YOUR GOAL: In the entries that follow, copy exactly each line from the first through the line with "Identify every dirt".

Excerpts from a dataset
####

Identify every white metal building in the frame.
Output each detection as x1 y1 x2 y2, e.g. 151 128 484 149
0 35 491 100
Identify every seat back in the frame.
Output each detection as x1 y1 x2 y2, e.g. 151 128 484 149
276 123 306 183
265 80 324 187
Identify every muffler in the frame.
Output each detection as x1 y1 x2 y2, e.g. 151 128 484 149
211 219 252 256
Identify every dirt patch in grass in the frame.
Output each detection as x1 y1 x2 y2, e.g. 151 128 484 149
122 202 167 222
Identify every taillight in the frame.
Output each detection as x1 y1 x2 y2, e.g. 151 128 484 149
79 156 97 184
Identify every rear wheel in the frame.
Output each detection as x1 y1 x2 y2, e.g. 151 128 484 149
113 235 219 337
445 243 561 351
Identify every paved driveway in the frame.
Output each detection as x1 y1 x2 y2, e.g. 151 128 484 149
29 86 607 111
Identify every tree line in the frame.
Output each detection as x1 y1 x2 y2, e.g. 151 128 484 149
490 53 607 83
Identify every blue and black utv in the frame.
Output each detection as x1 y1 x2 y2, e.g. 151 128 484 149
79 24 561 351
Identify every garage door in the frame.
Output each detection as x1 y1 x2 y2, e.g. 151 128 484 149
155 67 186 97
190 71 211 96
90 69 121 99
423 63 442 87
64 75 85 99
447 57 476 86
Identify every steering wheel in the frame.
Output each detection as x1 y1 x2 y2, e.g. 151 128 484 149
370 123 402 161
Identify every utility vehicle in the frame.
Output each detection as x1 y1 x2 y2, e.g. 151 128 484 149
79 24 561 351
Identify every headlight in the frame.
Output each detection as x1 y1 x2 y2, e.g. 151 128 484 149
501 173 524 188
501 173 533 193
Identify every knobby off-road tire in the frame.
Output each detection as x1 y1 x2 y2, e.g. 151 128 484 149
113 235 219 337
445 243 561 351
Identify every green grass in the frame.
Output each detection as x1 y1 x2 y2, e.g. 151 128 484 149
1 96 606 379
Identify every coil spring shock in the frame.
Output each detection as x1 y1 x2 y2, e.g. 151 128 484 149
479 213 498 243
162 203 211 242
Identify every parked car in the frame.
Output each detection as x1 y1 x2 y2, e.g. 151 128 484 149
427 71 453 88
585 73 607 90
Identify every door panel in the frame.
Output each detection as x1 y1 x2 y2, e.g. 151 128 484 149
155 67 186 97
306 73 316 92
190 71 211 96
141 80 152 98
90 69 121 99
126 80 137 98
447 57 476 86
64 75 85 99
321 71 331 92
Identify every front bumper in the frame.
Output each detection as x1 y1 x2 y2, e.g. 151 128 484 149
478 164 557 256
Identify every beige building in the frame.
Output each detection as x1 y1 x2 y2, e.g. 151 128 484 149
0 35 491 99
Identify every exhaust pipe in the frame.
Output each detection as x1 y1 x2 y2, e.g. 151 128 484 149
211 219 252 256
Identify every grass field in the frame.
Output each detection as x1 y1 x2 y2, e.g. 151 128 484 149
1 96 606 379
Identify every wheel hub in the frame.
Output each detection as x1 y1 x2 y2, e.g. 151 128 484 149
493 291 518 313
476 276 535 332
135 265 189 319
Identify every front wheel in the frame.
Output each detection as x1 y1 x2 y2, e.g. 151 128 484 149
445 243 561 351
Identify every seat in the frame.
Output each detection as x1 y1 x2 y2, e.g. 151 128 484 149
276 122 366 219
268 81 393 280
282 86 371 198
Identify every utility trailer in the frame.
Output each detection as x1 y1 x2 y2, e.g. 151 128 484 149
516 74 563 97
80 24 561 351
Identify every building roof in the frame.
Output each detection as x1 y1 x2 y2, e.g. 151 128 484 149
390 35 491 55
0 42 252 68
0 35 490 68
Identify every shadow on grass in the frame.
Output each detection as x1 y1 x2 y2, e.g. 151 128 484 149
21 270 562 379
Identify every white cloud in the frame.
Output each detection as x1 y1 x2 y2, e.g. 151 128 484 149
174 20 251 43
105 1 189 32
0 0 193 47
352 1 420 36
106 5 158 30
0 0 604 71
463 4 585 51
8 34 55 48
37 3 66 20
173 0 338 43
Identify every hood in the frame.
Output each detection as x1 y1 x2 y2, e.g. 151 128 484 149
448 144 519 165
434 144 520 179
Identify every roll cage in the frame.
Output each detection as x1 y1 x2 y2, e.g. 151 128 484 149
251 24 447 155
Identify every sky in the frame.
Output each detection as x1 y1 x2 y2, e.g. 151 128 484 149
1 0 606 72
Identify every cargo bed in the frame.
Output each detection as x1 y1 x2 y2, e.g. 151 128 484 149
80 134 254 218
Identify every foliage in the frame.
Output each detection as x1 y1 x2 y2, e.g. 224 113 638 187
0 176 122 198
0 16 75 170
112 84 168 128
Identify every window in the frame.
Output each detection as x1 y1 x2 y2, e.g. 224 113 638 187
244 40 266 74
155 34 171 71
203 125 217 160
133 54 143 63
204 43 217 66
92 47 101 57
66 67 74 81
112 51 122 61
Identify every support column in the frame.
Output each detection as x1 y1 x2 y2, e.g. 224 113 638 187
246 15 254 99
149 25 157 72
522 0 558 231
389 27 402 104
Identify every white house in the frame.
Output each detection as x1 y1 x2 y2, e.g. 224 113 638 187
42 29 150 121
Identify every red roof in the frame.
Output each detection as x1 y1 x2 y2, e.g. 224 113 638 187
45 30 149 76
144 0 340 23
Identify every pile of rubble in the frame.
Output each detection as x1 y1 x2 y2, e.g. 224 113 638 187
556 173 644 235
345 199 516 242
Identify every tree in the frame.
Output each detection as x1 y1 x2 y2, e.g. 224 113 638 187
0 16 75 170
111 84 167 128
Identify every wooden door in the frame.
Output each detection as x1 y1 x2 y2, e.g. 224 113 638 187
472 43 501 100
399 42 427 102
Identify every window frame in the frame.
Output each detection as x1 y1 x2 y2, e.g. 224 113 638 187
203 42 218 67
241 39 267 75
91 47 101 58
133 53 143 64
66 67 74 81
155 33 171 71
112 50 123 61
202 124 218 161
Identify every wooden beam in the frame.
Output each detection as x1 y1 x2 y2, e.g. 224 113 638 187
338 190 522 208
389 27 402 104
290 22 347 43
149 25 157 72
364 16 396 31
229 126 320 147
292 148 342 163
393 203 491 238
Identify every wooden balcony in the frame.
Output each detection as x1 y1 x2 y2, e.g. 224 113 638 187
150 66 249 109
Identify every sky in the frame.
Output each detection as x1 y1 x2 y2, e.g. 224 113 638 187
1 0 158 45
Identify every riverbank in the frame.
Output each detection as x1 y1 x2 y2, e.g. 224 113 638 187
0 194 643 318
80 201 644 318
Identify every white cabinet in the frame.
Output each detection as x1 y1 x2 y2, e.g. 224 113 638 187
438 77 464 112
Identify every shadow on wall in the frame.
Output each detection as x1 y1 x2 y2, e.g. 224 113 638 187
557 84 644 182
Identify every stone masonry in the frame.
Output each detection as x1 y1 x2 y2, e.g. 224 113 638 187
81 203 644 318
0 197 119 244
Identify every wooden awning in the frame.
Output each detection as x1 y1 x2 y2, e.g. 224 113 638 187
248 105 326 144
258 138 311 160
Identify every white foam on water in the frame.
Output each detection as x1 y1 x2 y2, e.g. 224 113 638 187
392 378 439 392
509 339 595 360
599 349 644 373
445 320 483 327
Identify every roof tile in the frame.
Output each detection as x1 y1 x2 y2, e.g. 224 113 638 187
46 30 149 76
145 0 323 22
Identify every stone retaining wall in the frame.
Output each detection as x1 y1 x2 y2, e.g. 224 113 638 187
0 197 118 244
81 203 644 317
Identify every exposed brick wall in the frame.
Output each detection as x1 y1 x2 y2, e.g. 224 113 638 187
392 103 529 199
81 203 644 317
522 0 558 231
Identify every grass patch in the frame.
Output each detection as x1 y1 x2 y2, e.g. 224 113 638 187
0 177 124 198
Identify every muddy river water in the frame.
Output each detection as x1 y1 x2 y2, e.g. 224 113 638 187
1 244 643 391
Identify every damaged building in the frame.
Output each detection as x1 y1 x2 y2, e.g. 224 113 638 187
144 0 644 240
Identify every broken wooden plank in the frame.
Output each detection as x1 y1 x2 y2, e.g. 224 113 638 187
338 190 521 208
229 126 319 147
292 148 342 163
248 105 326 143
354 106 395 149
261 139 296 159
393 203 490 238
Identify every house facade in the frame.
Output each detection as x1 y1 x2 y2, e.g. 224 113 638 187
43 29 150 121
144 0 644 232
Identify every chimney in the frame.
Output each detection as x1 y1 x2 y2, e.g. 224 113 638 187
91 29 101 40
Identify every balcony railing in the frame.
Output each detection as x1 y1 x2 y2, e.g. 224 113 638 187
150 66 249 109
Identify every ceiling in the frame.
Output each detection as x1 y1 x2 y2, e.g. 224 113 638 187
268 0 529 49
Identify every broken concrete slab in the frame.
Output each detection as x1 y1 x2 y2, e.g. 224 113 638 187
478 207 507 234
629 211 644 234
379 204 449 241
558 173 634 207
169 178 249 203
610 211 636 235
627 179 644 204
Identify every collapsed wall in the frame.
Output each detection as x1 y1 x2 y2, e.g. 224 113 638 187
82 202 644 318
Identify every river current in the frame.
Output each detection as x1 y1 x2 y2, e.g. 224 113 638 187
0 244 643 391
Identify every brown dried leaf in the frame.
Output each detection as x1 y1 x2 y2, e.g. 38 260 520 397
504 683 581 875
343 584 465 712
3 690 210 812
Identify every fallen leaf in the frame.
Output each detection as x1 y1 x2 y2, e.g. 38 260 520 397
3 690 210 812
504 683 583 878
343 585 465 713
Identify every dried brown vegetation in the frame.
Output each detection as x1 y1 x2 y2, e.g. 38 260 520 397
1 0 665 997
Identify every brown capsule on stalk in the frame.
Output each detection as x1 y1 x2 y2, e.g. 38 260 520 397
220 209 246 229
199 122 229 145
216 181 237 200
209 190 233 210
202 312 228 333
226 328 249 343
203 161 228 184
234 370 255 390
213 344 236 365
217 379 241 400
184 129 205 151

####

SOLUTION TO THE PROBLEM:
Identify every white metal building in the frame.
Output each detection as x1 y1 x2 y2, e.g. 151 128 484 149
0 35 491 100
Identify every seat back in the frame.
Output each detection as x1 y1 x2 y2, e.g. 151 128 484 149
276 123 306 183
265 80 324 187
Identify every muffler in the frame.
Output each detection as x1 y1 x2 y2, e.g. 151 128 484 149
211 219 252 256
Identify every dirt patch in grass in the frame.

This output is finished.